A community leader witnessed the changes following the Rainbow Lounge

FWPD,-Chief-and-Rev-West
 
JAMES RUSSELL  |  Staff Writer
Editor’s Note: This is Part 2 of a two-part look into relationships between police and the LGBT community in North Texas, and how we are working to avoid the unrest that has erupted in Ferguson, Baltimore and New York. You can read part one here.
The Fort Worth Police Department screwed up during the Rainbow Lounge raid, but officials  wouldn’t admit it. Chief Jeff Halstead and Texas Alcoholic Beverage Commission officials dug in their heels in the days following the bar raid.
Rainbow Lounge patrons touched officers inappropriately, Halstead insisted. They threatened us, he said.
Despite embarrassing international coverage, the chief stood by his officers’ actions: It didn’t matter if the gay bar raid fell on the 40th anniversary of another gay bar raid at the Stonewall Inn in New York City. Officers acted with discretion and appropriate force, the chief declared.
FWPD-cookingAt first. Halstead soon backtracked, though, and a new bond was forged between his department and the LGBT community.
In the face of international attention, a contingent of local LGBT activists, including the Rev. Carol West of Celebration Community Church, met with Halstead to express their concerns. West entered the conversation furious but left cautiously optimistic.
She was confident to take a risk; as the pastor of an LGBT-friendly nondenominational Christian church, West decided to invite the chief and officers for a blessing ceremony.
“I didn’t know what would happen,” she said. “I didn’t know if I should expect riots.”
Before a packed congregation, West blessed the officers with a medal of St. Michael — commonly known as the patron saint of security. She vividly remembers what happened next.

• _TASKS TO COMPLETE_
1. According to the article on police and the LGBT community in Fort Worth, which church does the Rev. Carol West lead?
2. Rewrite only the rows from the line with "[segment] sliding glass door" to the line with "[[[313,301],[313,220],[264,228],[265,299]]]", changing "hole rule" to "fill rule" and leaving everything else unchanged.

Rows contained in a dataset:
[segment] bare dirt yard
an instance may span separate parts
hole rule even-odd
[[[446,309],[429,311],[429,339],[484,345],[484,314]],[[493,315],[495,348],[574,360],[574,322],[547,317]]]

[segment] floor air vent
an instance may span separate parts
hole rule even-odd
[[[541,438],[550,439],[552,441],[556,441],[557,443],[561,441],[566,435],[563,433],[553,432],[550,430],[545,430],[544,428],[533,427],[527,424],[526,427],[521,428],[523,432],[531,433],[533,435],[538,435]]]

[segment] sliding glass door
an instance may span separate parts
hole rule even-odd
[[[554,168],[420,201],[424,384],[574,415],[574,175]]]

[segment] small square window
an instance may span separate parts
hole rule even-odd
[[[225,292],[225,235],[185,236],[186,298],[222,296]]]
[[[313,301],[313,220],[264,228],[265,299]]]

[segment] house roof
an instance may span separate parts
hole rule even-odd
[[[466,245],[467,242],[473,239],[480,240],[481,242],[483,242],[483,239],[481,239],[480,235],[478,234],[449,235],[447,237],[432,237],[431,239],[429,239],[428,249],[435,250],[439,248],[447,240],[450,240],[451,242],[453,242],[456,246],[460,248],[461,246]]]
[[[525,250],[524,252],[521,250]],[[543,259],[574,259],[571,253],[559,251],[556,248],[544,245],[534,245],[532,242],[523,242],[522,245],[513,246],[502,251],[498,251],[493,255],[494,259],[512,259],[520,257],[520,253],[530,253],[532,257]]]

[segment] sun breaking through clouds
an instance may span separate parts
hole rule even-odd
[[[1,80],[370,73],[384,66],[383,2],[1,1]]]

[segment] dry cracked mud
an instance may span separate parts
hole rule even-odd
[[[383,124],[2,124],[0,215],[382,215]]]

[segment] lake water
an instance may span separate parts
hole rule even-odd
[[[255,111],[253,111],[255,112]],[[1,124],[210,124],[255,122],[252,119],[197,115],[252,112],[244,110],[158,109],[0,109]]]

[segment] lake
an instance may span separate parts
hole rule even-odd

• _SOLUTIONS IN ORDER_
1. Celebration Community Church.

2.
[segment] sliding glass door
an instance may span separate parts
fill rule even-odd
[[[554,168],[420,201],[424,384],[574,415],[574,175]]]

[segment] small square window
an instance may span separate parts
fill rule even-odd
[[[225,292],[225,235],[185,236],[186,298],[222,296]]]
[[[313,301],[313,220],[264,228],[265,299]]]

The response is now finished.